Referring expression data
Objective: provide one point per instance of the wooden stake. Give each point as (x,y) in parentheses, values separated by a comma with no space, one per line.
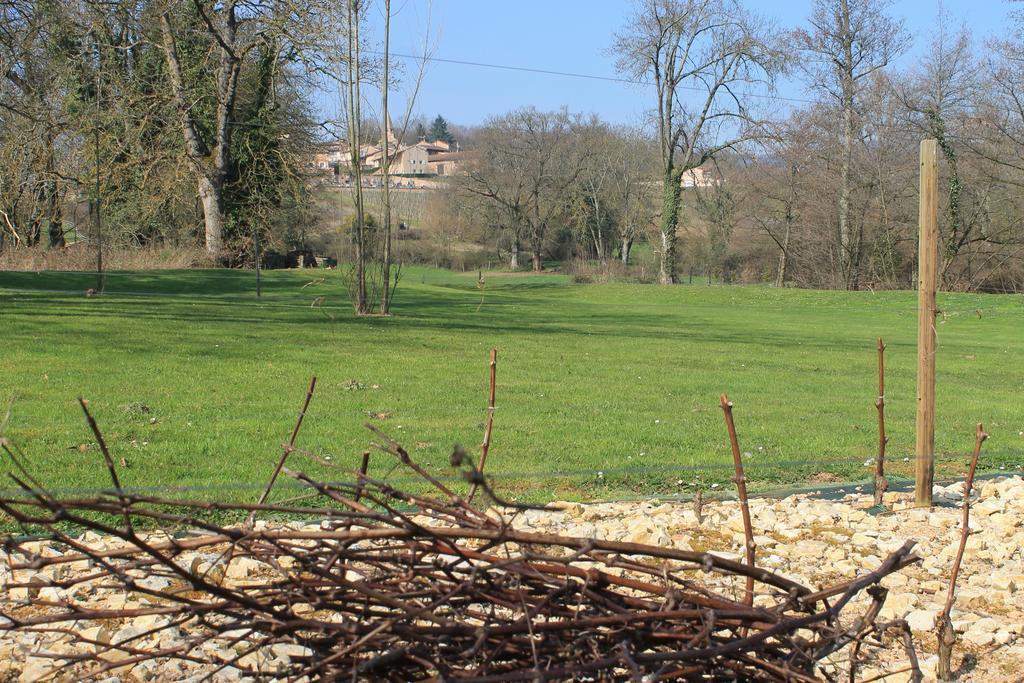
(881,483)
(927,284)
(737,462)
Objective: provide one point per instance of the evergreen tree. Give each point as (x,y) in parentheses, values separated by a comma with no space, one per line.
(439,131)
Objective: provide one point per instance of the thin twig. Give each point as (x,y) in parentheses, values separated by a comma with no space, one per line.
(485,445)
(944,625)
(288,447)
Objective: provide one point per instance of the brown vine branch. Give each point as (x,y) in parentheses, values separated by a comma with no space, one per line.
(944,626)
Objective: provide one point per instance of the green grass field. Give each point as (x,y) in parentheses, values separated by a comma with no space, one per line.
(619,379)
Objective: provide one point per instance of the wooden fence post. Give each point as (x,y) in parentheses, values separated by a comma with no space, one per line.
(928,254)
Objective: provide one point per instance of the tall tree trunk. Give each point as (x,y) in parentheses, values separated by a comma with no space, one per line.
(354,140)
(783,256)
(385,306)
(209,164)
(846,253)
(672,193)
(212,196)
(537,255)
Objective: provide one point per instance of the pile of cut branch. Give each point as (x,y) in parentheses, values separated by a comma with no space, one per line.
(391,585)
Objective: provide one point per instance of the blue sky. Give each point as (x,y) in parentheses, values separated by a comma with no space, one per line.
(572,36)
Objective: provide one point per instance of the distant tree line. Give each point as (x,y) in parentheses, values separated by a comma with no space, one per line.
(185,122)
(819,193)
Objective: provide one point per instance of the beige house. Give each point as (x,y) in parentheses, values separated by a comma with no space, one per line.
(698,177)
(422,158)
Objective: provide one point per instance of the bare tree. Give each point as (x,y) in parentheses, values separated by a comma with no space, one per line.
(232,29)
(716,49)
(525,162)
(848,41)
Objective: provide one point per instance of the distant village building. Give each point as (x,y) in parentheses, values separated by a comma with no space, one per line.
(421,158)
(698,177)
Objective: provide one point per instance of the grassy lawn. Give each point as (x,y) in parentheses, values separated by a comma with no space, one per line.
(619,379)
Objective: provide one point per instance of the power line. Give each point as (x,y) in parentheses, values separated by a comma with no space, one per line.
(565,74)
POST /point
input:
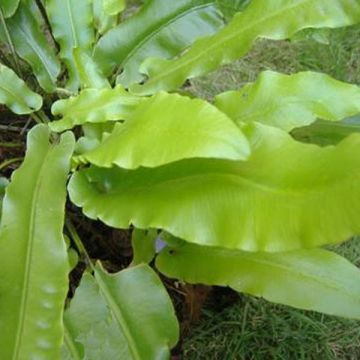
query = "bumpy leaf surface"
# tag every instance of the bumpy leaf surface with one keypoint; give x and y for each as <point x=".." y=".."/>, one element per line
<point x="287" y="195"/>
<point x="273" y="19"/>
<point x="94" y="106"/>
<point x="167" y="128"/>
<point x="31" y="45"/>
<point x="71" y="23"/>
<point x="161" y="28"/>
<point x="15" y="94"/>
<point x="8" y="7"/>
<point x="290" y="101"/>
<point x="102" y="21"/>
<point x="308" y="279"/>
<point x="127" y="315"/>
<point x="34" y="280"/>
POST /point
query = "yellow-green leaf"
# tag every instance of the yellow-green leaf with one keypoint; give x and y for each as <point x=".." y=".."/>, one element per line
<point x="307" y="279"/>
<point x="167" y="128"/>
<point x="127" y="315"/>
<point x="291" y="101"/>
<point x="15" y="94"/>
<point x="94" y="106"/>
<point x="287" y="195"/>
<point x="271" y="19"/>
<point x="34" y="264"/>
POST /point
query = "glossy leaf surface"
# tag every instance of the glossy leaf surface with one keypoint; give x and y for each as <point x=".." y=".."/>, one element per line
<point x="8" y="7"/>
<point x="90" y="75"/>
<point x="71" y="23"/>
<point x="94" y="106"/>
<point x="287" y="195"/>
<point x="113" y="7"/>
<point x="33" y="257"/>
<point x="324" y="132"/>
<point x="168" y="128"/>
<point x="290" y="101"/>
<point x="31" y="45"/>
<point x="273" y="19"/>
<point x="307" y="279"/>
<point x="143" y="245"/>
<point x="3" y="184"/>
<point x="102" y="21"/>
<point x="161" y="28"/>
<point x="127" y="315"/>
<point x="15" y="94"/>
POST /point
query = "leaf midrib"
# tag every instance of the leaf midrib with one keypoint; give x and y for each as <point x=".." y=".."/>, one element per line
<point x="115" y="308"/>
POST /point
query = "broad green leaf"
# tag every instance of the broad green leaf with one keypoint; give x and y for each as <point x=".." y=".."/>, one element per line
<point x="307" y="279"/>
<point x="167" y="128"/>
<point x="291" y="101"/>
<point x="287" y="195"/>
<point x="272" y="19"/>
<point x="161" y="28"/>
<point x="327" y="133"/>
<point x="94" y="106"/>
<point x="102" y="21"/>
<point x="15" y="94"/>
<point x="31" y="45"/>
<point x="113" y="7"/>
<point x="127" y="315"/>
<point x="143" y="244"/>
<point x="230" y="7"/>
<point x="71" y="22"/>
<point x="3" y="184"/>
<point x="34" y="264"/>
<point x="8" y="7"/>
<point x="89" y="73"/>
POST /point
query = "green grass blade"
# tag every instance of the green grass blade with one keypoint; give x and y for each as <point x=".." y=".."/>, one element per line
<point x="291" y="101"/>
<point x="273" y="19"/>
<point x="308" y="279"/>
<point x="161" y="28"/>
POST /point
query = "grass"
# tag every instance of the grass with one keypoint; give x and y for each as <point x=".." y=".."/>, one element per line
<point x="252" y="328"/>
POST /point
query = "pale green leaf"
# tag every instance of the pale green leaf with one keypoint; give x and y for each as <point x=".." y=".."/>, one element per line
<point x="143" y="245"/>
<point x="167" y="128"/>
<point x="287" y="195"/>
<point x="230" y="7"/>
<point x="89" y="73"/>
<point x="3" y="184"/>
<point x="113" y="7"/>
<point x="272" y="19"/>
<point x="31" y="45"/>
<point x="15" y="94"/>
<point x="325" y="133"/>
<point x="34" y="264"/>
<point x="127" y="315"/>
<point x="71" y="22"/>
<point x="102" y="21"/>
<point x="161" y="28"/>
<point x="291" y="101"/>
<point x="94" y="106"/>
<point x="8" y="7"/>
<point x="307" y="279"/>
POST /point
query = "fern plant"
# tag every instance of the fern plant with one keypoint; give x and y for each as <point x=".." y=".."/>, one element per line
<point x="226" y="185"/>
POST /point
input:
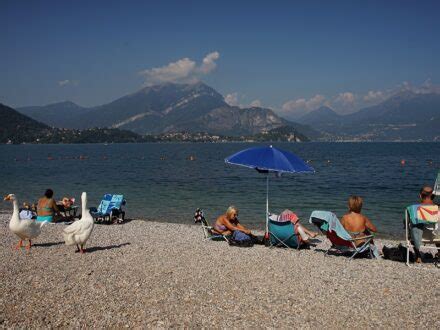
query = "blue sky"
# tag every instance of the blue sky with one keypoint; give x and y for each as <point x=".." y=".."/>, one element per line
<point x="289" y="55"/>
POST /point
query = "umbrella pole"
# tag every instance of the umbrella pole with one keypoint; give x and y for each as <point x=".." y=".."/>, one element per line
<point x="267" y="203"/>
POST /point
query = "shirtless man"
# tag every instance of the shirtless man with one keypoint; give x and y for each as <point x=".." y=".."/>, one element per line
<point x="228" y="222"/>
<point x="354" y="222"/>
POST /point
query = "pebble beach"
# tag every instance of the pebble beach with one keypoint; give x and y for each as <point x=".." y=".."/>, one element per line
<point x="160" y="275"/>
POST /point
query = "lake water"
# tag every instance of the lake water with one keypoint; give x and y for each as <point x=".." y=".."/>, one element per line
<point x="161" y="183"/>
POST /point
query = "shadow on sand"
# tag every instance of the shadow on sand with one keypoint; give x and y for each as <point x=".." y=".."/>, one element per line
<point x="47" y="244"/>
<point x="102" y="248"/>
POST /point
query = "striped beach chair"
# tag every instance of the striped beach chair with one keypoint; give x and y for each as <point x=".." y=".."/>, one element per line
<point x="427" y="218"/>
<point x="341" y="240"/>
<point x="109" y="209"/>
<point x="282" y="233"/>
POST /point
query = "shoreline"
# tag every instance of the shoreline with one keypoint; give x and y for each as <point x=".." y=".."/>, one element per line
<point x="158" y="274"/>
<point x="382" y="236"/>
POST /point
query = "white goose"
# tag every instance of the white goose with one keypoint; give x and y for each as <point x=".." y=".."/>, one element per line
<point x="79" y="232"/>
<point x="25" y="229"/>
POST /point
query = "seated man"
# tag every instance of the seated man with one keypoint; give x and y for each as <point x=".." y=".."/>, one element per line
<point x="47" y="208"/>
<point x="303" y="232"/>
<point x="357" y="224"/>
<point x="227" y="223"/>
<point x="417" y="231"/>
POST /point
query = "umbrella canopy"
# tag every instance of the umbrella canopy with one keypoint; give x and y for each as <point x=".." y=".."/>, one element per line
<point x="269" y="159"/>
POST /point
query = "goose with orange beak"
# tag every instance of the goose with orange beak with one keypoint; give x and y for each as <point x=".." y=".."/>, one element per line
<point x="25" y="229"/>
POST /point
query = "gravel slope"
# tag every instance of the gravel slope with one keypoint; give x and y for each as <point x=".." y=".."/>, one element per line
<point x="154" y="274"/>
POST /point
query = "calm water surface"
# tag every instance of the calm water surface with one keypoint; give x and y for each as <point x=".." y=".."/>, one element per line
<point x="161" y="183"/>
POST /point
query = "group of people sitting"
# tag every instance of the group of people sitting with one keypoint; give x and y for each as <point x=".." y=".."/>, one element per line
<point x="354" y="222"/>
<point x="47" y="208"/>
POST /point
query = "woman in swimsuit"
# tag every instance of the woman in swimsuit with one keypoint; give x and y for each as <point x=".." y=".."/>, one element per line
<point x="356" y="223"/>
<point x="47" y="207"/>
<point x="228" y="222"/>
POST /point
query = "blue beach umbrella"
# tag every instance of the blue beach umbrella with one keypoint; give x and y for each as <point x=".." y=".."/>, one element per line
<point x="269" y="159"/>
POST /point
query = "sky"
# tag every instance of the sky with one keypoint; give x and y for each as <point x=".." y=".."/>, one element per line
<point x="291" y="56"/>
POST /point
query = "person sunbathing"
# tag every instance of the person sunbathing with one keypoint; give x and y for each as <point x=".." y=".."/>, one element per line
<point x="354" y="222"/>
<point x="227" y="223"/>
<point x="47" y="208"/>
<point x="304" y="233"/>
<point x="426" y="198"/>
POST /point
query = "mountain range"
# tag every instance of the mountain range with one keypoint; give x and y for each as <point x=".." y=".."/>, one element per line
<point x="166" y="108"/>
<point x="171" y="107"/>
<point x="404" y="116"/>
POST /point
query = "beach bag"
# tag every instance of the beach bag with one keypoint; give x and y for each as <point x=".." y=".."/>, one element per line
<point x="241" y="239"/>
<point x="397" y="253"/>
<point x="199" y="216"/>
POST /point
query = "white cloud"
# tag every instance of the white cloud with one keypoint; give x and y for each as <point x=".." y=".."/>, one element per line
<point x="374" y="96"/>
<point x="184" y="70"/>
<point x="209" y="64"/>
<point x="255" y="103"/>
<point x="66" y="82"/>
<point x="63" y="82"/>
<point x="345" y="98"/>
<point x="232" y="99"/>
<point x="301" y="106"/>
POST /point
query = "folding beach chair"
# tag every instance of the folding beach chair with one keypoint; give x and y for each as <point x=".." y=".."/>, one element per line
<point x="437" y="185"/>
<point x="282" y="234"/>
<point x="208" y="231"/>
<point x="341" y="240"/>
<point x="426" y="216"/>
<point x="109" y="210"/>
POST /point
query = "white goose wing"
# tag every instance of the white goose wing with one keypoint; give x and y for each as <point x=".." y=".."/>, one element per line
<point x="78" y="227"/>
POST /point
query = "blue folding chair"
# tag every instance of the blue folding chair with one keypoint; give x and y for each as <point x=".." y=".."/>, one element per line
<point x="282" y="234"/>
<point x="109" y="210"/>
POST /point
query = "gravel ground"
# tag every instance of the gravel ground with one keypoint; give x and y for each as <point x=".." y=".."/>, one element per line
<point x="151" y="274"/>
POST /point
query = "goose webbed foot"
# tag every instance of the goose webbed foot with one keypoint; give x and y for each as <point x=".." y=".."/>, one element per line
<point x="19" y="245"/>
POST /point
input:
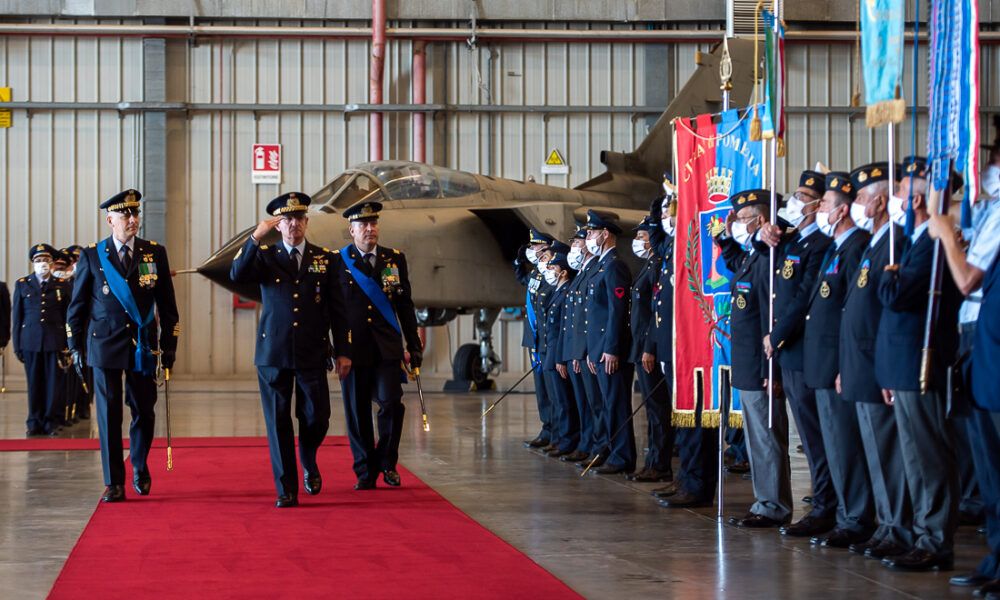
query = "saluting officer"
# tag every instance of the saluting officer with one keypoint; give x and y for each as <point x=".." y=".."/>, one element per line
<point x="375" y="282"/>
<point x="857" y="385"/>
<point x="302" y="303"/>
<point x="39" y="332"/>
<point x="798" y="257"/>
<point x="608" y="341"/>
<point x="529" y="273"/>
<point x="925" y="431"/>
<point x="122" y="287"/>
<point x="768" y="447"/>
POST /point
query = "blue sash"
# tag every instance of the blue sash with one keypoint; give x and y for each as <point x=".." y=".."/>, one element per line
<point x="144" y="361"/>
<point x="371" y="289"/>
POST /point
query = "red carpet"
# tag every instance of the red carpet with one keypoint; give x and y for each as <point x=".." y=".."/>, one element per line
<point x="210" y="530"/>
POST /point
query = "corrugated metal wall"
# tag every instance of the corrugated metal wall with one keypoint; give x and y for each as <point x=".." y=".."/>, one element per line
<point x="57" y="165"/>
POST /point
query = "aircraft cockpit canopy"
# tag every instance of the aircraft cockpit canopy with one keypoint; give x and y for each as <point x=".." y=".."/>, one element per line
<point x="393" y="180"/>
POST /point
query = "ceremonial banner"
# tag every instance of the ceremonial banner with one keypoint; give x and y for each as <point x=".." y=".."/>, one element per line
<point x="882" y="60"/>
<point x="953" y="131"/>
<point x="712" y="162"/>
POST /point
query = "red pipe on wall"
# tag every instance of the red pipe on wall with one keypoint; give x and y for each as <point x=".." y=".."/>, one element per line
<point x="375" y="79"/>
<point x="419" y="97"/>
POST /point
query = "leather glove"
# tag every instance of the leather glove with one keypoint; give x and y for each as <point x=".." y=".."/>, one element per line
<point x="416" y="359"/>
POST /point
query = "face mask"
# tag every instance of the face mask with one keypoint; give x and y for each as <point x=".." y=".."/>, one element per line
<point x="639" y="249"/>
<point x="896" y="212"/>
<point x="741" y="233"/>
<point x="859" y="218"/>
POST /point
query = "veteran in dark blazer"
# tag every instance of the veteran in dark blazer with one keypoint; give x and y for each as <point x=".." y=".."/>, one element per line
<point x="375" y="283"/>
<point x="123" y="311"/>
<point x="302" y="330"/>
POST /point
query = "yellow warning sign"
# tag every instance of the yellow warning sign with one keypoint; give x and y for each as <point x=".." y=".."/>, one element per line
<point x="555" y="164"/>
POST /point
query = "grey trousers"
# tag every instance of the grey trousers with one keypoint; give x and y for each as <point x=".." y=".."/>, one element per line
<point x="841" y="439"/>
<point x="880" y="439"/>
<point x="768" y="449"/>
<point x="931" y="475"/>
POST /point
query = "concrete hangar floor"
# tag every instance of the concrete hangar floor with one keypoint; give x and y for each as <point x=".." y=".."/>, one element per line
<point x="602" y="536"/>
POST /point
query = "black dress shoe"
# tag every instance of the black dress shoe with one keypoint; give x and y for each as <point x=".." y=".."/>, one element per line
<point x="886" y="549"/>
<point x="391" y="477"/>
<point x="808" y="526"/>
<point x="841" y="538"/>
<point x="974" y="579"/>
<point x="141" y="483"/>
<point x="683" y="499"/>
<point x="365" y="484"/>
<point x="754" y="521"/>
<point x="286" y="501"/>
<point x="575" y="456"/>
<point x="313" y="482"/>
<point x="114" y="493"/>
<point x="919" y="559"/>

*Your task*
Start copying at the line that contains "# tag every instance of the face" and stop after the last line of the records, keeping every line exactly.

*Result of the exercise*
# tag every instance of the face mask with one keypoint; give x and y for each as <point x=".." y=".."/>, one element per line
<point x="639" y="249"/>
<point x="896" y="212"/>
<point x="741" y="233"/>
<point x="859" y="218"/>
POST /point
query = "veteran in dark blazer"
# tag every instance of the veteran in dark blazer with one keypoint; give x and y for each as <point x=".." y=".."/>, one element per line
<point x="375" y="283"/>
<point x="123" y="311"/>
<point x="302" y="330"/>
POST /point
query = "yellow warning sign"
# tag every instance of the yellow warning sign with one keypoint; give x and y for each as <point x=".." y=".."/>, one element per line
<point x="555" y="164"/>
POST /point
query = "grey trousers"
# tag every instance of the grey trousers with one keypoint; give x and y for each as <point x=".." y=".."/>, one element per line
<point x="841" y="439"/>
<point x="880" y="439"/>
<point x="768" y="449"/>
<point x="931" y="475"/>
POST /point
query = "concrete hangar floor"
# tag every instance of the concrete hangar floor with one keypoint; give x and y for each as <point x=".." y=".."/>, one element per line
<point x="602" y="536"/>
POST /point
query = "black dress shoe"
# tag every instance of the black dress shoe with one keypoint; give x and y for each as <point x=".." y=".."/>, one element per line
<point x="886" y="549"/>
<point x="391" y="477"/>
<point x="808" y="526"/>
<point x="841" y="538"/>
<point x="974" y="579"/>
<point x="141" y="483"/>
<point x="683" y="499"/>
<point x="365" y="484"/>
<point x="754" y="521"/>
<point x="286" y="501"/>
<point x="575" y="456"/>
<point x="313" y="482"/>
<point x="114" y="493"/>
<point x="919" y="559"/>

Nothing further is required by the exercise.